> Excerpted text
◆ ◆ ◆
Current law also provides that if a person to whom DNR has issued a surface
water withdrawal permit or a high capacity well approval proposes to begin a new
withdrawal or increase an existing withdrawal that will result in a water loss beyond
a specified threshold amount, then that person must apply to DNR for approval
(water loss application). A water loss is a loss of water from the basin from which
it is withdrawn as a result of interbasin diversion or consumptive use. The water loss
application must contain certain information including the place and source of the
proposed withdrawal, the estimated average volumes and rates of water loss, the
anticipated costs of any proposed construction, and a description of the conservation
practices that the applicant intends to follow. To approve a water loss application,
DNR must find, among other things, that the proposed withdrawal and use of the
water is consistent with the protection of public health, safety, and welfare and will
not be detrimental to the public interest; that the proposed withdrawal will not have
a significant detrimental effect on the quantity and quality of the waters of the state;
that no public rights in navigable waters will be adversely affected; and that the
applicant incorporates reasonable conservation practices. If DNR approves the
water loss application, it must specify certain conditions with regard to the water
withdrawal, such as the amount of water loss that is allowed and any other
conditions necessary to protect the environment and public health, safety, and
welfare.
Finally, the current law that implements the Great Lakes Water Resources
Compact requires water use permits for certain withdrawals of groundwater or
surface water.
◆ ◆ ◆
> Material shown

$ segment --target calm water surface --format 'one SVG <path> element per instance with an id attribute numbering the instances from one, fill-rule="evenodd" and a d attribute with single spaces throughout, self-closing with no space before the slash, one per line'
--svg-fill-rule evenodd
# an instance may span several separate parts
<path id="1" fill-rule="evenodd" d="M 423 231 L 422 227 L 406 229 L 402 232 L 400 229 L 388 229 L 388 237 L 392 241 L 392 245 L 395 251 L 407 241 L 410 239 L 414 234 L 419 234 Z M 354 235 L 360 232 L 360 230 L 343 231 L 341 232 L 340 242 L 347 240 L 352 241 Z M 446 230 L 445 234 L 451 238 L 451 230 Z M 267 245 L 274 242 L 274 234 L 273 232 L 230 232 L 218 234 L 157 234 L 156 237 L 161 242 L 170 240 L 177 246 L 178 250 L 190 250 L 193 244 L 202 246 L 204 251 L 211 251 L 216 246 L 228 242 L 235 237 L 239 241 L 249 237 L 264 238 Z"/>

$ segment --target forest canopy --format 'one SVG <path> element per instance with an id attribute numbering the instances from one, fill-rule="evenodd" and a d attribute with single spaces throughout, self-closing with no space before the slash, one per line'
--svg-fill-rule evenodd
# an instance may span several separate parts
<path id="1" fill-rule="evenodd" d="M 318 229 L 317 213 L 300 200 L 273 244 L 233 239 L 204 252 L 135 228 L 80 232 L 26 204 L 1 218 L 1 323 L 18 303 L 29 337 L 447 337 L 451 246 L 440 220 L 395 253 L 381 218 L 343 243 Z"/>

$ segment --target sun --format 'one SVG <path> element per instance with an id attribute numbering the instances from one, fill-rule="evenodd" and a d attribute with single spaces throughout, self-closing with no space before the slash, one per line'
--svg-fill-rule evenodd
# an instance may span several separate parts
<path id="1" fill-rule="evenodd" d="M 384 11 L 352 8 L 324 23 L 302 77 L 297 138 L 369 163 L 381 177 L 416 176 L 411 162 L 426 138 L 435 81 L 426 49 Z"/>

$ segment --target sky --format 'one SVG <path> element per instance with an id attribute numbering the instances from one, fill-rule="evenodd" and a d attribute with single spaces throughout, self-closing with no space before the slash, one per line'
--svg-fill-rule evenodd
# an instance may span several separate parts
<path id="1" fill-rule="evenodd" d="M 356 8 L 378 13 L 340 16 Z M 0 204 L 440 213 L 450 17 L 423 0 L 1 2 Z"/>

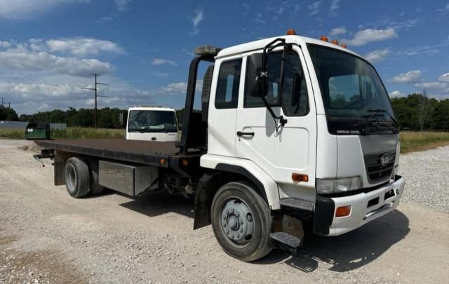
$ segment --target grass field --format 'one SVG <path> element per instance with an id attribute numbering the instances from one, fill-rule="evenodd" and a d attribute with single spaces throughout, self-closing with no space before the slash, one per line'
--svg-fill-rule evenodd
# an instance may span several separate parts
<path id="1" fill-rule="evenodd" d="M 124 129 L 69 128 L 66 130 L 52 130 L 53 139 L 108 139 L 123 138 Z M 22 129 L 0 129 L 0 137 L 25 139 Z M 401 133 L 401 153 L 423 151 L 438 146 L 449 144 L 449 132 Z"/>
<path id="2" fill-rule="evenodd" d="M 52 139 L 110 139 L 123 138 L 124 129 L 83 128 L 71 127 L 63 130 L 52 130 Z M 8 128 L 0 129 L 0 137 L 12 139 L 25 139 L 25 130 Z"/>

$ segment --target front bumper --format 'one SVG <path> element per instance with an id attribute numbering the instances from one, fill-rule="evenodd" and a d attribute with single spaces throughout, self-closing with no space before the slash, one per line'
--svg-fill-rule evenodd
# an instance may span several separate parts
<path id="1" fill-rule="evenodd" d="M 384 215 L 399 204 L 405 184 L 406 179 L 396 175 L 393 182 L 369 192 L 342 197 L 319 196 L 314 232 L 325 236 L 341 235 Z M 351 206 L 348 216 L 335 217 L 336 208 L 348 205 Z"/>

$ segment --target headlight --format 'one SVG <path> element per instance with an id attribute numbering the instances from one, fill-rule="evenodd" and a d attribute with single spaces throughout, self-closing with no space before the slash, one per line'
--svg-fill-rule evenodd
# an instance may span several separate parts
<path id="1" fill-rule="evenodd" d="M 342 179 L 316 179 L 316 190 L 319 194 L 335 194 L 358 189 L 362 186 L 361 177 Z"/>

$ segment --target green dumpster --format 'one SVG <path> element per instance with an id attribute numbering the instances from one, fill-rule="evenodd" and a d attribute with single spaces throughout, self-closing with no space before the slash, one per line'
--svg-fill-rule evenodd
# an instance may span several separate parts
<path id="1" fill-rule="evenodd" d="M 28 123 L 25 128 L 25 137 L 27 140 L 50 139 L 50 124 Z"/>

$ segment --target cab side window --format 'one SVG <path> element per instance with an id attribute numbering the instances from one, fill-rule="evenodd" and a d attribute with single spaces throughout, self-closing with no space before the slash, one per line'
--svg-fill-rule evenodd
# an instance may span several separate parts
<path id="1" fill-rule="evenodd" d="M 272 107 L 282 107 L 284 114 L 301 116 L 309 113 L 309 96 L 305 78 L 297 54 L 285 54 L 283 86 L 281 89 L 282 53 L 267 56 L 268 93 L 267 100 Z M 264 107 L 261 98 L 252 97 L 248 86 L 248 80 L 255 80 L 256 72 L 249 70 L 246 74 L 244 107 Z"/>
<path id="2" fill-rule="evenodd" d="M 241 59 L 221 64 L 217 82 L 215 108 L 236 109 L 239 101 Z"/>

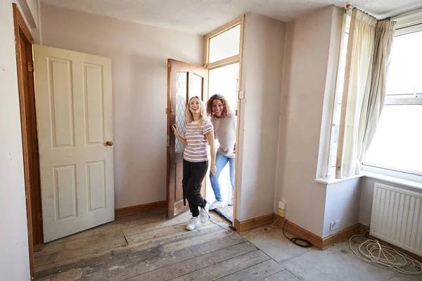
◆ ◆ ◆
> Short problem 1
Rewrite the water-law text between "Finally, the current" and "surface water.", inclusive, putting "ground water" wherever "groundwater" appears.
> Short problem 2
Turn the paragraph of the water-law text that opens with "Current law also provides" into a list that keeps its main facts.

> Exercise output 1
Finally, the current law that implements the Great Lakes Water Resources
Compact requires water use permits for certain withdrawals of ground water or
surface water.

> Exercise output 2
- **When approval is needed:** A person with a DNR surface water withdrawal permit or high capacity well approval must apply to DNR (a water loss application) before beginning or increasing a withdrawal that would cause water loss beyond a specified threshold.
- **Definition:** Water loss is water lost from its source basin through interbasin diversion or consumptive use.
- **Application contents:** These include the place and source of the withdrawal, the estimated average volumes and rates of water loss, anticipated construction costs, and the planned conservation practices.
- **Findings required for approval:** Among other findings, DNR must find that:
  - the withdrawal and use are consistent with public health, safety, and welfare and not detrimental to the public interest;
  - there is no significant detrimental effect on the quantity and quality of state waters;
  - no public rights in navigable waters are adversely affected; and
  - the applicant uses reasonable conservation practices.
- **Conditions on approval:** DNR must set conditions, such as the allowed amount of water loss and any conditions needed to protect the environment and public health, safety, and welfare.